> WHAT YOU NEED TO DO
Reproduce the records below exactly as they appear.

Extracted records:
- - - -

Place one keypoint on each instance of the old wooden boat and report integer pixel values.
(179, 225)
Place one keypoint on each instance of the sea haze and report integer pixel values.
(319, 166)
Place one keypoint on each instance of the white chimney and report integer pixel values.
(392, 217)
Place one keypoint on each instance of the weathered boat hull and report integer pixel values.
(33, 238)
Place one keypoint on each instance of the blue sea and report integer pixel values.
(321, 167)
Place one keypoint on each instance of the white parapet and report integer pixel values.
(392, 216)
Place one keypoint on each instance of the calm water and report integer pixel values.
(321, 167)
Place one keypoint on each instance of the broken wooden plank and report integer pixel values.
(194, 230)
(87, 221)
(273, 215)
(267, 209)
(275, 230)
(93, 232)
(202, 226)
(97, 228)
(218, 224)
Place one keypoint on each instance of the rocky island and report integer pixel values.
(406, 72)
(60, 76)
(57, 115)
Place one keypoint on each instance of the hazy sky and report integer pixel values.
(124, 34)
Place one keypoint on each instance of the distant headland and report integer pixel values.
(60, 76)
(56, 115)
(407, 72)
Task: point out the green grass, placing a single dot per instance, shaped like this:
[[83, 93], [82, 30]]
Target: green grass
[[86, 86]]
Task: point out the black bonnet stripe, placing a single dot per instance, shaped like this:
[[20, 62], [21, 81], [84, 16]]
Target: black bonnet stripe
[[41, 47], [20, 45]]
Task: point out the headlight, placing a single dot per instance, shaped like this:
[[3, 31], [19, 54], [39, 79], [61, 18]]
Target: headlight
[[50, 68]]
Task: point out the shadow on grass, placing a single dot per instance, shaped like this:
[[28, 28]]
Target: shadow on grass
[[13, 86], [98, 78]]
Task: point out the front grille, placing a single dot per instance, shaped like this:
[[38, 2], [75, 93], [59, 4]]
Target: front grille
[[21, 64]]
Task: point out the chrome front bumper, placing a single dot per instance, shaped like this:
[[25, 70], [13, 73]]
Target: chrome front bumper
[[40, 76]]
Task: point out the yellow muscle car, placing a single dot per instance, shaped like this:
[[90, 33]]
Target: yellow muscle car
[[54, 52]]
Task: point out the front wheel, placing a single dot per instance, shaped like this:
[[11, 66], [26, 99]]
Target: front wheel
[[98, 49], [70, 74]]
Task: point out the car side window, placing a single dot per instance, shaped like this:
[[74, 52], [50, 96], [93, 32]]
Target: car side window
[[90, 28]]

- - - -

> SOLUTION FOR THIS EXERCISE
Place one keypoint on each instance of the old wooden boat and report integer pixel values.
(179, 225)
Place one keypoint on each instance of the sea haze and report integer pixel values.
(319, 166)
Place one keypoint on each instance of the white chimney and report integer pixel values.
(392, 217)
Place one keypoint on each instance of the weathered boat hull and report integer pixel values.
(33, 238)
Place one keypoint on each instance of the blue sea and report integer pixel values.
(321, 167)
Place one keypoint on each instance of the white parapet and report integer pixel values.
(392, 216)
Place one keypoint on each instance of the calm water and report integer pixel values.
(321, 167)
Place one keypoint on each instance of the broken wooden plank and report integer pixel values.
(194, 230)
(87, 221)
(273, 215)
(267, 209)
(275, 230)
(93, 232)
(202, 226)
(97, 228)
(218, 224)
Place one keypoint on each instance of the rocky island and report integer pixel values.
(406, 72)
(60, 76)
(57, 115)
Place one keypoint on each instance of the hazy sky and report integer pixel values.
(124, 34)
Place one keypoint on each instance of the distant headland and report integer pixel values.
(60, 76)
(56, 115)
(407, 72)
Task: point out the green grass, placing a single dot per instance, shaped like this:
[[83, 93], [82, 30]]
Target: green grass
[[86, 86]]
Task: point out the black bonnet stripe, placing a single dot per instance, shaped like this:
[[20, 62], [21, 81], [84, 16]]
Target: black bonnet stripe
[[41, 47], [20, 45]]
Task: point out the headlight, placing a single dot per instance, shaped like this:
[[3, 31], [19, 54], [39, 79], [61, 18]]
Target: headlight
[[50, 68]]
Task: point out the shadow on grass, placing a single dot per instance, shaped like this:
[[28, 28]]
Target: shadow on grass
[[13, 86], [98, 78]]
Task: point out the front grille, placing a single dot per instance, shaped like this:
[[38, 2], [75, 93], [59, 4]]
Target: front grille
[[21, 64]]
Task: point out the chrome front bumper, placing a single dot per instance, shaped like this:
[[25, 70], [13, 73]]
Target: chrome front bumper
[[40, 76]]
Task: point out the yellow muscle car, placing a single dot per instance, shaped like this:
[[90, 33]]
Target: yellow muscle car
[[54, 52]]
Task: point out the front wheel, placing a single dot per instance, shaped like this:
[[11, 66], [26, 99]]
Target: front wheel
[[98, 49], [70, 74]]
Task: point out the car side window, placing a single dot per instance, shaped like this:
[[74, 52], [50, 96], [93, 32]]
Target: car side window
[[90, 28]]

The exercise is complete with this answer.